Task directions ::
Below are the lines to check; count those holding the string "white" and give only the number.

——

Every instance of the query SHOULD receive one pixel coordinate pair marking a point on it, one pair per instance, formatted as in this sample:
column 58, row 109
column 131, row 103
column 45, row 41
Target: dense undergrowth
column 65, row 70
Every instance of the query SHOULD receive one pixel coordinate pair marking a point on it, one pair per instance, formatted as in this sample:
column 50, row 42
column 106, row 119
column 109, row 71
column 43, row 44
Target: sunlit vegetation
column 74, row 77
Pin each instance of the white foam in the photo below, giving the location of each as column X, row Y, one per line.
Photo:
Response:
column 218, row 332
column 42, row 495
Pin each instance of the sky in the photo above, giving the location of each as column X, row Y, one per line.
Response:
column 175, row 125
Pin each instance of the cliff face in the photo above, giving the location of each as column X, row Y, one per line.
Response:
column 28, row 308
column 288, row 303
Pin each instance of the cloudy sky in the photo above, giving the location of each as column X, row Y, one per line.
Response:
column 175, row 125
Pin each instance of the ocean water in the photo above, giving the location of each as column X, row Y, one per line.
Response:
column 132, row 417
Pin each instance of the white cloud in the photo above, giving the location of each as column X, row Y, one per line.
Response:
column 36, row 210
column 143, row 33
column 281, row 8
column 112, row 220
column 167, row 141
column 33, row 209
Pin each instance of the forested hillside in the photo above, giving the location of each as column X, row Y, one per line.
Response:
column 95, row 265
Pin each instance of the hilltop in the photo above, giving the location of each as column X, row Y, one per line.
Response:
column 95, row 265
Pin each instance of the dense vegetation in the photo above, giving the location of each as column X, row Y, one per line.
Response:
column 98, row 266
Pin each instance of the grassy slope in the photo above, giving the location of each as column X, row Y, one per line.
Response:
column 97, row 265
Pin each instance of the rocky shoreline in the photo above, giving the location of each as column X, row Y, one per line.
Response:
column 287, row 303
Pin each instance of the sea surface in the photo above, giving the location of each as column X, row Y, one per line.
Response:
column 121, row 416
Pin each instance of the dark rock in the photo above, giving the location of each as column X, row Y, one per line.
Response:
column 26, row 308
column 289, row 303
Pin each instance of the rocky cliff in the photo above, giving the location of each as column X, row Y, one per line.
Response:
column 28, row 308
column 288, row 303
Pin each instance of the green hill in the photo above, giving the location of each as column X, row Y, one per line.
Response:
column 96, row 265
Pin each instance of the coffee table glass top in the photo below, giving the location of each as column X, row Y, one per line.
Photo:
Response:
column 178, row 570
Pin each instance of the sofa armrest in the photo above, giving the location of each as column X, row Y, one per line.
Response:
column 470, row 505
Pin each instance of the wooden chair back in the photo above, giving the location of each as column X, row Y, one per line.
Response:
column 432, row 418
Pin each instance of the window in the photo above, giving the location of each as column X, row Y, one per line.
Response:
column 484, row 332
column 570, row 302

——

Result for this task ::
2